Return the lines from the line with "Now, the label says the grass field" up to and including the line with "[210,425,833,526]", copying them with no changes.

## START Entries shown

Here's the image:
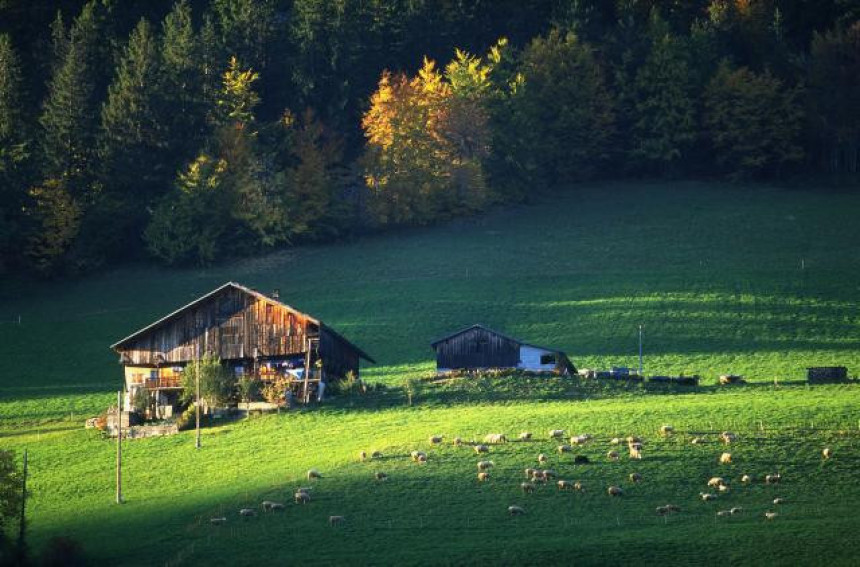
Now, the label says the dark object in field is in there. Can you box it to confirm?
[806,366,848,384]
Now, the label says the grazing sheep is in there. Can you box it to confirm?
[720,431,738,445]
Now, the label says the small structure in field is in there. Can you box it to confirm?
[430,325,576,374]
[111,282,374,418]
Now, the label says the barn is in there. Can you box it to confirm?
[430,325,576,374]
[111,282,374,413]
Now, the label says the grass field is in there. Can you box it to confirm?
[0,183,860,565]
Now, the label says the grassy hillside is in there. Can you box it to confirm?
[0,183,860,565]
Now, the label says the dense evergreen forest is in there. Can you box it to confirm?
[0,0,860,276]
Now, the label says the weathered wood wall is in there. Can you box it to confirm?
[116,287,319,366]
[436,327,520,369]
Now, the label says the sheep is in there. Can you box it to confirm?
[720,431,738,445]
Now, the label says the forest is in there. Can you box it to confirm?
[0,0,860,277]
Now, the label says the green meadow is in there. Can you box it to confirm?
[0,182,860,565]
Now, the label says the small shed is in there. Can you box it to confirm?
[430,325,576,374]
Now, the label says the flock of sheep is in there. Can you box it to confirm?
[210,425,833,526]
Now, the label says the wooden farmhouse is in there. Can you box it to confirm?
[430,325,576,374]
[111,282,374,417]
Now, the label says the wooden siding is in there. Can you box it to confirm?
[116,287,316,366]
[435,327,520,370]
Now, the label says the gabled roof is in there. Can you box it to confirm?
[111,282,376,363]
[430,324,565,354]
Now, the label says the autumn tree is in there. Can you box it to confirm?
[704,63,803,179]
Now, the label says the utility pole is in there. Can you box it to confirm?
[116,390,122,504]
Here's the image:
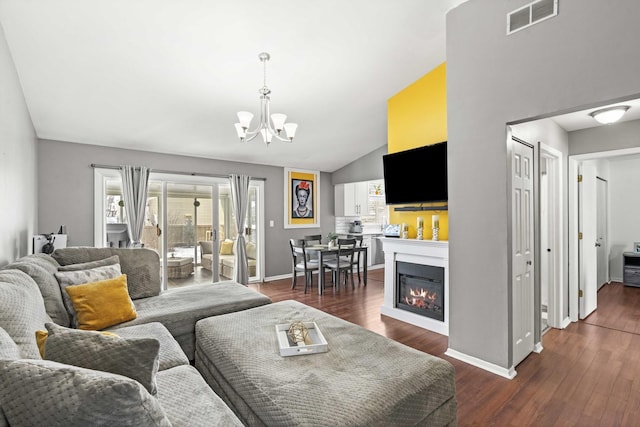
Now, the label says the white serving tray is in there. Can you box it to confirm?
[276,322,328,356]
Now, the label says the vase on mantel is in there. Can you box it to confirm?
[431,227,440,241]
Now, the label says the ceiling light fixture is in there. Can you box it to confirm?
[589,105,631,125]
[235,52,298,145]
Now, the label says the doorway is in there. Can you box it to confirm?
[596,176,611,290]
[94,168,264,289]
[511,137,535,366]
[539,143,564,333]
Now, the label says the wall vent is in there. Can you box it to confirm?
[507,0,558,35]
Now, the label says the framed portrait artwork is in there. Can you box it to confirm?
[284,168,320,228]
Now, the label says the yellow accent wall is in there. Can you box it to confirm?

## END Entries shown

Exercise answer >>
Now, the label says the grass field is in there. Can you box it to confirm?
[0,183,860,565]
Now, the label says the grassy hillside is in there. Can you box it to confirm?
[0,183,860,565]
Now, the label says the dense evergreen forest is in there. Can you box it to confirm?
[0,0,860,276]
Now, the label says the weathered wood wall is in there. Can you box it to confirm?
[116,287,319,366]
[436,327,520,369]
Now, the label says the sheep is in there. Can you box it to confirm?
[720,431,738,445]
Now, the label says the forest is in there. Can you box it to confirm?
[0,0,860,277]
Now, the label says the green meadow is in there. Can you box it to confirm?
[0,182,860,565]
Now, the label says the small shed is in there. Can you box it to confirm?
[430,325,576,374]
Now, the label says the flock of sheep is in there. Can you box it to confirm?
[210,425,833,526]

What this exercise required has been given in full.